Elena Domenica Luisa Rubeo, , (23 November 1896 – 4 June 1979) was an Australian community worker and businessperson. She has been described as "the introduction to Adelaide" for the many Italians who migrated to South Australia in the 1950s and 60s. She was the first woman in Australia to be an Italian consular.

==Early life==
Elena Domenica Luisa Rubeo was born on 23 November 1896 in Rome, Italy, the fourth child and only daughter of an Italian working-class family. Her mother, Edvige Cecilia (née Marani), was a homemaker, and her father, Luigi Rubeo, was a printer and compositor. Rubeo had three elder brothers: Gaetano, Alfredo and Ricardo. On 16 October 1908, Rubeo, Ricardo and her parents migrated to Adelaide, South Australia; her two other older brothers had done so before them. Rubeo was educated at the Convent of Mercy school in Angas Street. After relocating to Ruthven Mansions, a luxury mansion in Pulteney Street, in 1912, her family set up Café Rubeo, a restaurant which offered "authentic Roman cuisine" and live music. Rubeo's father was the manager while Gaetano was the restaurant's proprietor. Rubeo became involved in the management of the restaurant in 1914, following the enlisting of her brothers in the Australian Imperial Force. At the same time, she also joined the British (Australian) Red Cross Society. Six years later, in 1920 her parents moved house to 32 Lefevre Terrace, north of Adelaide. It would become Rubeo's permanent abode.

==Death==
In 1977, Rubeo was awarded the Order of Australia. She died on 4 June 1979 in North Adelaide, South Australia, aged 82 and was cremated with Catholic rites.

**EXERCISE**
Return the passage of the text on Elena Rubeo from "Elena Domenica Luisa Rubeo, , (23" up to and including "an Italian consular.", word for word. Rely on the text about Elena Rubeo and nothing else.

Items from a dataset
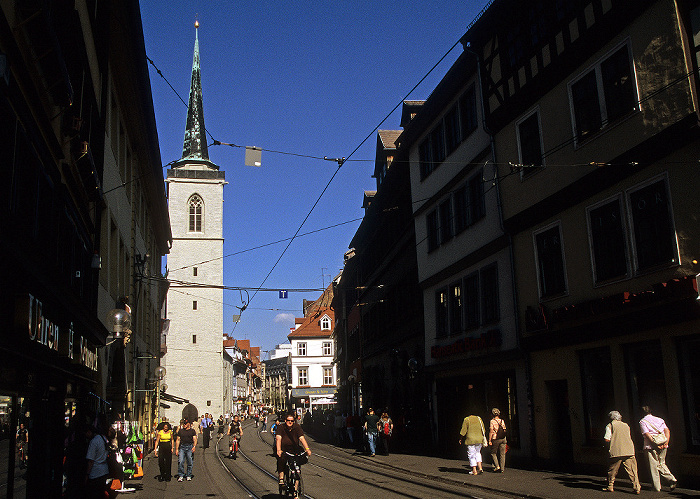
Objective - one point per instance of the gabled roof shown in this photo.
(311, 326)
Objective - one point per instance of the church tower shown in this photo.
(194, 357)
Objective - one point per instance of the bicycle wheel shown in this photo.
(300, 490)
(288, 484)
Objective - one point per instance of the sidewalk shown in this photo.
(534, 484)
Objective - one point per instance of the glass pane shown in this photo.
(584, 94)
(608, 241)
(653, 231)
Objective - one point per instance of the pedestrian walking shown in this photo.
(497, 441)
(656, 439)
(474, 437)
(339, 428)
(617, 434)
(350, 428)
(371, 421)
(385, 426)
(235, 432)
(22, 439)
(207, 425)
(220, 424)
(185, 445)
(97, 470)
(164, 452)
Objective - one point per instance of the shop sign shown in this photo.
(307, 392)
(60, 339)
(489, 339)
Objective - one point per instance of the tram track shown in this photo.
(379, 470)
(331, 472)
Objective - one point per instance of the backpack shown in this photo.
(114, 461)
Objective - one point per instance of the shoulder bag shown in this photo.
(657, 438)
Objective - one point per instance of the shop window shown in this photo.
(550, 262)
(597, 390)
(608, 242)
(653, 233)
(689, 353)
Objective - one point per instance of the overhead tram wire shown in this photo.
(346, 158)
(265, 245)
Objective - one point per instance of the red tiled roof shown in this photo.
(311, 327)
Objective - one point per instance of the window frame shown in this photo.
(593, 247)
(195, 221)
(600, 87)
(305, 370)
(535, 234)
(674, 249)
(527, 172)
(328, 344)
(328, 380)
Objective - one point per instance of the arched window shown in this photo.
(196, 211)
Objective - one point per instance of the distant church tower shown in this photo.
(194, 357)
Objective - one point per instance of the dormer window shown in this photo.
(325, 323)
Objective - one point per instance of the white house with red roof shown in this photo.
(314, 374)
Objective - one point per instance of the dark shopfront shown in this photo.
(48, 370)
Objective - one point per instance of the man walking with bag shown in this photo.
(617, 434)
(656, 438)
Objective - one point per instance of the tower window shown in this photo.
(196, 206)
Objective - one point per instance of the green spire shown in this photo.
(195, 143)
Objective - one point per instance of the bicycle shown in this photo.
(234, 447)
(292, 476)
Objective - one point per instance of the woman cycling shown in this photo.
(289, 438)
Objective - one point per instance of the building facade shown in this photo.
(379, 326)
(84, 206)
(472, 353)
(313, 373)
(195, 267)
(593, 108)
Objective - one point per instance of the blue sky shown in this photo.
(309, 78)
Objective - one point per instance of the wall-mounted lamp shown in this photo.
(118, 322)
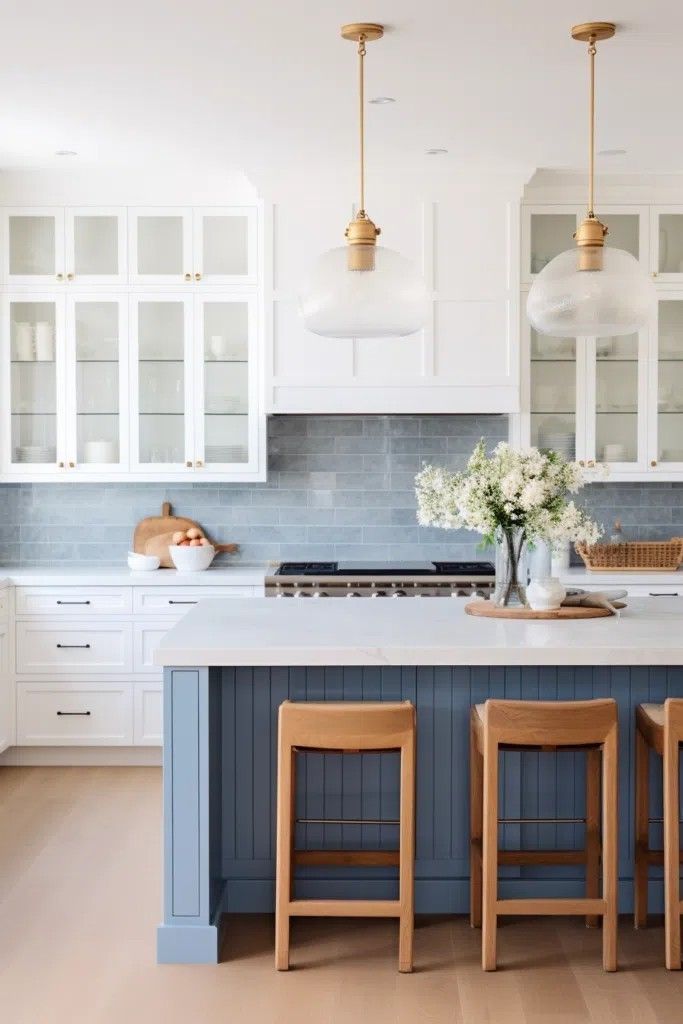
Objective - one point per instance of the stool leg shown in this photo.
(642, 830)
(489, 853)
(671, 852)
(407, 857)
(609, 850)
(286, 792)
(592, 830)
(476, 796)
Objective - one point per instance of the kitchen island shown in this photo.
(228, 666)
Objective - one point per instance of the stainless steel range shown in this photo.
(381, 580)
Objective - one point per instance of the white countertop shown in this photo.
(437, 631)
(115, 576)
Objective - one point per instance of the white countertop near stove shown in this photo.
(113, 576)
(415, 632)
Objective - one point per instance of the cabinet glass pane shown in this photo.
(95, 245)
(225, 243)
(624, 231)
(97, 343)
(670, 396)
(553, 393)
(671, 243)
(160, 245)
(616, 398)
(551, 235)
(34, 422)
(32, 245)
(225, 382)
(161, 381)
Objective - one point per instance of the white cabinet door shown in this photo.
(225, 245)
(34, 246)
(6, 701)
(34, 398)
(97, 392)
(161, 245)
(227, 421)
(162, 383)
(96, 246)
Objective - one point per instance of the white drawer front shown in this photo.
(74, 600)
(148, 714)
(146, 637)
(66, 714)
(176, 600)
(72, 647)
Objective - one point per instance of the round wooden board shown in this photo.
(488, 610)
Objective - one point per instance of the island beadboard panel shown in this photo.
(243, 714)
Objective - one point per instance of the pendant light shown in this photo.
(363, 290)
(592, 289)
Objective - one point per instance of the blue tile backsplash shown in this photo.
(338, 487)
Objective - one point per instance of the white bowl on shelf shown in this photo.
(188, 559)
(142, 563)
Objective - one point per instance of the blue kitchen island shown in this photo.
(228, 666)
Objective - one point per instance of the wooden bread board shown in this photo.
(486, 609)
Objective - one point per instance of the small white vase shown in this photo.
(545, 594)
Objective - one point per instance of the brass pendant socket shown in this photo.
(361, 236)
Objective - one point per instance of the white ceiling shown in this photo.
(268, 86)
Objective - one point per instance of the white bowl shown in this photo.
(191, 559)
(142, 563)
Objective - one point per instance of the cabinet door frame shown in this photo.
(176, 280)
(251, 467)
(239, 280)
(161, 469)
(97, 469)
(37, 471)
(120, 213)
(35, 281)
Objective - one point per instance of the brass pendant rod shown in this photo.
(361, 120)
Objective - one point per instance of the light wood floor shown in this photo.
(80, 854)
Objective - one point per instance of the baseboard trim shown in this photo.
(60, 756)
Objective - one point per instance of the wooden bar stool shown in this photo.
(344, 727)
(659, 727)
(524, 725)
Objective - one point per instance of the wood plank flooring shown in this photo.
(80, 884)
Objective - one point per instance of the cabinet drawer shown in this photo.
(146, 637)
(68, 714)
(73, 647)
(175, 601)
(74, 600)
(148, 714)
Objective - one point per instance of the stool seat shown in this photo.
(346, 727)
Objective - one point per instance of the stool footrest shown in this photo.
(357, 858)
(551, 907)
(344, 908)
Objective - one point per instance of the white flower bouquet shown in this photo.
(513, 499)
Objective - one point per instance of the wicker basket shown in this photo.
(633, 556)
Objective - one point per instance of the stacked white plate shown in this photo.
(35, 453)
(226, 453)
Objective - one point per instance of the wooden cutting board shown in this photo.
(487, 610)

**TASK OUTPUT**
Elena Domenica Luisa Rubeo, , (23 November 1896 – 4 June 1979) was an Australian community worker and businessperson. She has been described as "the introduction to Adelaide" for the many Italians who migrated to South Australia in the 1950s and 60s. She was the first woman in Australia to be an Italian consular.